* **TEXT**:
---------------

Photo of gunmetal gray statue of an empty hooded cloak
Anna Chromý’s “Il Commendatore” sculpture, Prague. Legend has it that if you toss a coin in the empty hood your enemies can never find you. Author’s own.

Icelandic Magic, Witchcraft, and Sorcery and the Tragic Case of Jón Rögnvaldsson: For some reason the Icelandic Museum of Sorcery and Witchcraft is all over my Google alerts this week. This article addresses the unusually masculine world of Icelandic sorcery, with references at the end.

Want to Unlock the Secrets of the Occult? Art History Holds Answer regards the newly published The Occult, Witchcraft and Magic: An Illustrated History, though the book’s Amazon UK entry has more illustrations than the article.

The duties of an Elizabethan Lady-in-Waiting: useful to me as Jane Dee served Elizabeth I’s lady-in-waiting Lady Howard of Effingham (yes, servants had servants, and so on down the line) before she married John Dee.

Will This App Turn More Readers On to Serialized Fiction?: yes, there’s an app for this too! Radish‘s most popular author writes historical romance. Will be very curious to see how this develops.

---------------

* **COLLECTED DATA**:

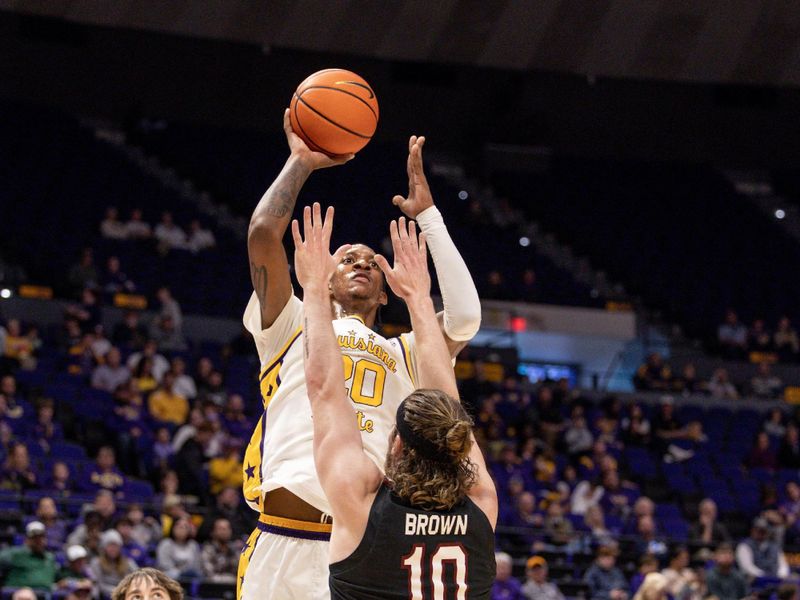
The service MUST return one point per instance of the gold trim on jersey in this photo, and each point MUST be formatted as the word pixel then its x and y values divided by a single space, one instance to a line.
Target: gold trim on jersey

---------------

* **QUESTIONS ON THE MATERIAL**:
1) Name every person the text above mentions by name.
2) According to the text, whom did Jane Dee serve before she married John Dee?

* **RESPONSES FOR EACH TASK**:
1) Anna Chromý, Jón Rögnvaldsson, Jane Dee, Elizabeth I, Lady Howard of Effingham, John Dee

2) Lady Howard of Effingham, a lady-in-waiting to Elizabeth I.